> _PROBLEM DESCRIPTION_: The data below is to be set down exactly.

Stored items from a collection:

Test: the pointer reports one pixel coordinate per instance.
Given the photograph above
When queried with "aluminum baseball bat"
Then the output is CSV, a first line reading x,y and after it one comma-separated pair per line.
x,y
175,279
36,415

> _WORKED SOLUTION_:
Test: the pointer reports one pixel coordinate per instance.
Given the photograph above
When queried with "aluminum baseball bat"
Then the output is CSV, a first line reading x,y and after it one comma-separated pair per line.
x,y
175,279
36,415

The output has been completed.